(Beginning of Excerpted passage)
Facebook Inc (FB) Asked To Remove Privacy Changes By Consumer Groups

Two major privacy advocacy groups asked Facebook Inc (NASDAQ:FB) on Monday to withdraw the proposed changes. Of course, people have protested the changes before, whether it was Timeline, News Feed, redesign, and many other things. But this one is much more tricky because the privacy groups claim that Facebook will be violating an existing settlement with the Federal Trade Commission if it implements these changes.

The Center for Digital Democracy and Electronic Privacy Information Center sent a letter to Facebook Inc (NASDAQ:FB) CEO Mark Zuckerberg, and later published the letter on their websites on Monday. The letter said that by sharing user info with Instagram, Facebook would implicate its recent settlement with FTC. The Menlo Park, California-based company has decided to combine user profiles with Instagram, thus ending the practice of keeping the user information separate on two platforms.

In April this year, Mark Zuckerberg settled some privacy charges with the Federal Trade Commission that Facebook had deceived users and forced them to share much more information than they intended. According to the settlement, Facebook Inc (NASDAQ:FB) must receive users’ consent before implementing certain privacy changes.
(End of Excerpted passage)
Task requirements
A: In the Facebook privacy article, which two groups sent the letter to Mark Zuckerberg?
B: Continue the Facebook privacy article from its last sentence.
(Beginning of Material provided)
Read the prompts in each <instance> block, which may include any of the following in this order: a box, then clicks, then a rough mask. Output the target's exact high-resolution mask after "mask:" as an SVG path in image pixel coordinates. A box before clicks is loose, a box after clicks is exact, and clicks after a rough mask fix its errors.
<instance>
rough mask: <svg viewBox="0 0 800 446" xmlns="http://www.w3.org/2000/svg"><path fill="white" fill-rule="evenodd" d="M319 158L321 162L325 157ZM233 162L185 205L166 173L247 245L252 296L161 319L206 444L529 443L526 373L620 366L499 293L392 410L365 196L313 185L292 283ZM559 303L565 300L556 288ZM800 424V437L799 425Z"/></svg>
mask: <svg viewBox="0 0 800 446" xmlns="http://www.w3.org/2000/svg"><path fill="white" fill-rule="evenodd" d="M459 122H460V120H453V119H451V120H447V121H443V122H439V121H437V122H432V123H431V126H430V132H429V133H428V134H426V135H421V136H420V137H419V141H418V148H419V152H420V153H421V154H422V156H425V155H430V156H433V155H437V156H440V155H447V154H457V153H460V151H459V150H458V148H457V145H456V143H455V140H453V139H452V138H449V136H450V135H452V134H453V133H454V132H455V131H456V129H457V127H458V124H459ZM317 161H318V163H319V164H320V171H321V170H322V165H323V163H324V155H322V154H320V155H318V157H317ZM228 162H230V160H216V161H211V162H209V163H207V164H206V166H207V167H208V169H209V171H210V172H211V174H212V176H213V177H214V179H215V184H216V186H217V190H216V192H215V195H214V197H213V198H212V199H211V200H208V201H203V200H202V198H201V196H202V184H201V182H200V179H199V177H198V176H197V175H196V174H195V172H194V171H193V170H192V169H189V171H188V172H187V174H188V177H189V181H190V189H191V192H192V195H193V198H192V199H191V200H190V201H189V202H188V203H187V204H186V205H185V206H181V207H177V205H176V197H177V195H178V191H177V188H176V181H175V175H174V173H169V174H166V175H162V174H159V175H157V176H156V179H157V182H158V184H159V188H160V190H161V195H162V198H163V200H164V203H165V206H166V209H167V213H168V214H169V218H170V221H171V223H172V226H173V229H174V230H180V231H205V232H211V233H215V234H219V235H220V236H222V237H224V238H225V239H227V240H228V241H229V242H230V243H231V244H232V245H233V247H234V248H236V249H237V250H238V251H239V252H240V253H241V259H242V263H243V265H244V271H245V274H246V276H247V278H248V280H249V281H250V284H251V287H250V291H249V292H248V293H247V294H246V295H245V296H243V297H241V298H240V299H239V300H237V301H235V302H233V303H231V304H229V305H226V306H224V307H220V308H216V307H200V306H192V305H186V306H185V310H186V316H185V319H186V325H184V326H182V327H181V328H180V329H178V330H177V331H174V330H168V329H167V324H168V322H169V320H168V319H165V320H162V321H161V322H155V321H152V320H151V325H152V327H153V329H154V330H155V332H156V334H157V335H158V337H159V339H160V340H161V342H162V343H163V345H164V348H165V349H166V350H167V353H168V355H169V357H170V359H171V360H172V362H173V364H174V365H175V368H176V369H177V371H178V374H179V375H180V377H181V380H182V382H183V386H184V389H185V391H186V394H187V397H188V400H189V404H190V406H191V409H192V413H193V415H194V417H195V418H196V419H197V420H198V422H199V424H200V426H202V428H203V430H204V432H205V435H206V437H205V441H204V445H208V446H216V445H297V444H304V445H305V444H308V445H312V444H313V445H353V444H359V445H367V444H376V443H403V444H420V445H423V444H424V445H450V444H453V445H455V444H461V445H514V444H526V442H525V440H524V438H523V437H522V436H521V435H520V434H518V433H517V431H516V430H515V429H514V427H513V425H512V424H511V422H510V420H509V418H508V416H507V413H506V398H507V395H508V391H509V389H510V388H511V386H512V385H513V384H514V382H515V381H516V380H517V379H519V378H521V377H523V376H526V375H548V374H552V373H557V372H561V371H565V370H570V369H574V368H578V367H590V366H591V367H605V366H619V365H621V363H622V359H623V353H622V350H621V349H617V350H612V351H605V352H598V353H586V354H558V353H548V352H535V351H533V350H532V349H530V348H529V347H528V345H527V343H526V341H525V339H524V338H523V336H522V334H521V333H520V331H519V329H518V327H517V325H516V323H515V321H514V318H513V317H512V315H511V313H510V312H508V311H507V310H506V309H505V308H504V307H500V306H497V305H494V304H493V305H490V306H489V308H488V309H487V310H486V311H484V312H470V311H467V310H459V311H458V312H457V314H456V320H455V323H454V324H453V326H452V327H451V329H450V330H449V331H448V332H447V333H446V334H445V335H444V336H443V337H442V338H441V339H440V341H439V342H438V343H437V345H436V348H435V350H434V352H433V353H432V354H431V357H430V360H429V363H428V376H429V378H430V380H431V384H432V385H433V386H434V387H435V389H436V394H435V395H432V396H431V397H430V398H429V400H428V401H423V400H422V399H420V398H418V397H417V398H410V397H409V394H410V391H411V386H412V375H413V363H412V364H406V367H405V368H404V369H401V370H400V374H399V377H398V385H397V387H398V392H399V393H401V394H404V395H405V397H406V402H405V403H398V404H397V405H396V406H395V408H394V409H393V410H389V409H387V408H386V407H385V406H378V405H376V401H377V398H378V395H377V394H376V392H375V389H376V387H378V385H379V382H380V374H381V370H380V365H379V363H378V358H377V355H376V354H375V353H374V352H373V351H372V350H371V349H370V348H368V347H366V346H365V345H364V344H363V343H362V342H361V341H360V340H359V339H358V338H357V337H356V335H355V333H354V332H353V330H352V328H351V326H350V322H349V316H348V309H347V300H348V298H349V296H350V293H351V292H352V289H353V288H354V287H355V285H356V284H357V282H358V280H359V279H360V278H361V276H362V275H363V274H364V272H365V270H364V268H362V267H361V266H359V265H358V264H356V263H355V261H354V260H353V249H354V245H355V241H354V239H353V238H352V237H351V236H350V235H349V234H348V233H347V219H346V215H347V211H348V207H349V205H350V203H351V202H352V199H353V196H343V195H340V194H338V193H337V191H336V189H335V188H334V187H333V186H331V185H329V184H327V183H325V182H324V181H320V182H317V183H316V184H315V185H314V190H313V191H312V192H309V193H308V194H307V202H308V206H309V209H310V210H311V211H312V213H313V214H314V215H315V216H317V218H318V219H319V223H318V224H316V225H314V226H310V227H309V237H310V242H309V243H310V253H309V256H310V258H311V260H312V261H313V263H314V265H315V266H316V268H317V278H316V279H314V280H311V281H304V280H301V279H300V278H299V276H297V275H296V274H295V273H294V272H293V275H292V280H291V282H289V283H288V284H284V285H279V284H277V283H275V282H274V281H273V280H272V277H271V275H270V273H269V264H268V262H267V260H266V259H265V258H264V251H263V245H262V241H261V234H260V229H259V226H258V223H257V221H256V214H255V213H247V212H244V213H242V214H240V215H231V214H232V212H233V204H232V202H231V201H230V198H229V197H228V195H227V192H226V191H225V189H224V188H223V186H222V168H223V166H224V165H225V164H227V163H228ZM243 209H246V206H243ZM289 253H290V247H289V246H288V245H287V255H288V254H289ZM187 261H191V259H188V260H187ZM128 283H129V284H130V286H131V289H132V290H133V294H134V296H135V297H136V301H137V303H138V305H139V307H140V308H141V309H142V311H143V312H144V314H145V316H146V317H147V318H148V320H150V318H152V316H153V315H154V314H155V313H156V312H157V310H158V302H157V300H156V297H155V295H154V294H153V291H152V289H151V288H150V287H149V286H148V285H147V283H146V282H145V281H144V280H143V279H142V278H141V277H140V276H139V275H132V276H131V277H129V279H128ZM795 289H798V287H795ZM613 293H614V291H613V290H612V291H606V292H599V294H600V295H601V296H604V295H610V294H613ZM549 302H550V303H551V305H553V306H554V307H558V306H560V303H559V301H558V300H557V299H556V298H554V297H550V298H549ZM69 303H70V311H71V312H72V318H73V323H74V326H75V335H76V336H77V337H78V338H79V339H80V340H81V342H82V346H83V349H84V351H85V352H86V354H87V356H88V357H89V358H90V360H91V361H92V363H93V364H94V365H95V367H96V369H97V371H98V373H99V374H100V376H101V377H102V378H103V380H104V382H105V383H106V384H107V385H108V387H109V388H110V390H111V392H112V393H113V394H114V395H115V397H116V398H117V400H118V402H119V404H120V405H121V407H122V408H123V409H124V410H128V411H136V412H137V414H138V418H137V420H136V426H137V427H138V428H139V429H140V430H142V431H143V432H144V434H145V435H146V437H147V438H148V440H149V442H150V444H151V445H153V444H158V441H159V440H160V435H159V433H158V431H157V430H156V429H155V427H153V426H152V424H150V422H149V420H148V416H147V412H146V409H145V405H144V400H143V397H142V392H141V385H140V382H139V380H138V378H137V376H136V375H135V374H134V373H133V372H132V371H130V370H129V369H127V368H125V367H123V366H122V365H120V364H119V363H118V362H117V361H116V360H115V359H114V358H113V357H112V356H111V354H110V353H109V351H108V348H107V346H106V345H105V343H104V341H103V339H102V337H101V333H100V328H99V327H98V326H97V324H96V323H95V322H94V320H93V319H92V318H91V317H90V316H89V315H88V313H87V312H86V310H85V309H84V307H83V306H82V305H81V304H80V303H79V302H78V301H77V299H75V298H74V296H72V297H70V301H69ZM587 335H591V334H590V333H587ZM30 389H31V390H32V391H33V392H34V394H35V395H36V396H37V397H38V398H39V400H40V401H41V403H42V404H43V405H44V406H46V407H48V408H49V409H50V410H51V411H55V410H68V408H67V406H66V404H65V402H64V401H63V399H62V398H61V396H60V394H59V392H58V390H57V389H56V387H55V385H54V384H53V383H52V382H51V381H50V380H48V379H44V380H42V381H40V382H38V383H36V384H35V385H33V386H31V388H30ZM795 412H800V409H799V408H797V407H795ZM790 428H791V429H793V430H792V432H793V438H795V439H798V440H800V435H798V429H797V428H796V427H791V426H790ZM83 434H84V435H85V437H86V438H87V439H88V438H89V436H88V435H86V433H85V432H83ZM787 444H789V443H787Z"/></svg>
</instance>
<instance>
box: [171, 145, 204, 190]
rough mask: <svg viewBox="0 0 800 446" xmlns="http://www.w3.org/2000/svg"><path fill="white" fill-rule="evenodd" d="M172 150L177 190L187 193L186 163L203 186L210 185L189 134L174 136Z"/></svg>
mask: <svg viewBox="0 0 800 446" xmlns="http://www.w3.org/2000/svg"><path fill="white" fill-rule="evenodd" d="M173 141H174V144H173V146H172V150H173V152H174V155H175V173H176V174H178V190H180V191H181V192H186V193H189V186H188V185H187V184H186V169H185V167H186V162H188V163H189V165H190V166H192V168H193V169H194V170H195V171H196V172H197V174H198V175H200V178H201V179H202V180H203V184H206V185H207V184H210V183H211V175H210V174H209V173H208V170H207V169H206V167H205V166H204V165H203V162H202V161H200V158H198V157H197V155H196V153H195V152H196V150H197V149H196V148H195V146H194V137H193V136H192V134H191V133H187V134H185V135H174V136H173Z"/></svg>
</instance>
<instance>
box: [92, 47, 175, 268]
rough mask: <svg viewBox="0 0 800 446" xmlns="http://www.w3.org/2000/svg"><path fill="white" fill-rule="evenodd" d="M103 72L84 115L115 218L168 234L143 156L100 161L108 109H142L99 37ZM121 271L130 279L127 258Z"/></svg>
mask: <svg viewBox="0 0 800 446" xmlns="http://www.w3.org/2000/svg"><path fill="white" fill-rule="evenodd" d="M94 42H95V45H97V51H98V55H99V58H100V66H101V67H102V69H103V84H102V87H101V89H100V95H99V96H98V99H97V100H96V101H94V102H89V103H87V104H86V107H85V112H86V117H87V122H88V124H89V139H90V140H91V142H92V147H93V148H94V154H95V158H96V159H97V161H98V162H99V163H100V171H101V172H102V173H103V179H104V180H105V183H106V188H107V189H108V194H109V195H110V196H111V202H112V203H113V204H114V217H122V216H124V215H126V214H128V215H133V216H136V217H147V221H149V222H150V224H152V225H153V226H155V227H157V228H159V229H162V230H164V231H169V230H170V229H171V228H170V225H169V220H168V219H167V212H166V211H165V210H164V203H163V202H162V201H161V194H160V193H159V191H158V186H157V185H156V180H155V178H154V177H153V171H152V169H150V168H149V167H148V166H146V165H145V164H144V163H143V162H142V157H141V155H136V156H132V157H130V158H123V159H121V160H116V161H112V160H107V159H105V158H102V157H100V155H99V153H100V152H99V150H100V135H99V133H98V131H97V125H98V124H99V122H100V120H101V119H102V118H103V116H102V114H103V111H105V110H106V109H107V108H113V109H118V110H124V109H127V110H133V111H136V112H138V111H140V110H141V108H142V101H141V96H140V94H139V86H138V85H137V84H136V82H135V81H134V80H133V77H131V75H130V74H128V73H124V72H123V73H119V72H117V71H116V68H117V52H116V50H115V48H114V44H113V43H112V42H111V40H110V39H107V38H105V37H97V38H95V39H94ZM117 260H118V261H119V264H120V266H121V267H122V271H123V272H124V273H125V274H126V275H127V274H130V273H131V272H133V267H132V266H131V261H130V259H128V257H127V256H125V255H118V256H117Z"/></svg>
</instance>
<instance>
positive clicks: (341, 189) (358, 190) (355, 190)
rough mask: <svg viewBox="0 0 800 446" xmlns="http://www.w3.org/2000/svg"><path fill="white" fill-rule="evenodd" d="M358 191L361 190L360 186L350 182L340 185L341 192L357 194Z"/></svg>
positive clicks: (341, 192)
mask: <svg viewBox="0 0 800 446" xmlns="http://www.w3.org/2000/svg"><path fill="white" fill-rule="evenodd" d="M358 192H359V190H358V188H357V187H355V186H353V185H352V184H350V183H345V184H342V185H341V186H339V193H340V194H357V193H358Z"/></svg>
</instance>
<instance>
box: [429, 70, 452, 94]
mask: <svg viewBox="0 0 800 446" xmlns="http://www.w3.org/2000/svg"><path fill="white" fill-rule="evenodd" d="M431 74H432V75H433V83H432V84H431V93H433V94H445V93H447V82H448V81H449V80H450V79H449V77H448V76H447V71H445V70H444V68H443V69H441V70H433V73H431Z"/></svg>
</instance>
(End of Material provided)
Answer set
A: The Center for Digital Democracy and the Electronic Privacy Information Center.

B:
Google Inc (NASDAQ:GOOG) and other companies have also faced increasing enforcement from privacy advocates as billions of users around the world entrust information about their personal lives to these web giants. In January, Google announced that it would combine users’ information across its various services to offer a more customized user experience.

Now the proposed changes need at least 7,000 comments within the seven-day period. After reaching that mark, the company’s terms automatically trigger voting by users to approve the changes. But the voting would be valid only if more than 30 percent of Facebook’s users participate. Before this, two times voting has taken place over privacy changes, but it never touched the 30 percent of users threshold.

The latest privacy changes generated more than 17,000 comments by Monday, more than 95 percent of them were negative. Facebook spokesman Andrew Noyes said that the company will be sharing information only with its affiliates.

The privacy moves are being scrutinized by European regulators as well. They are examining the impact of these proposed changes on the privacy of their citizens.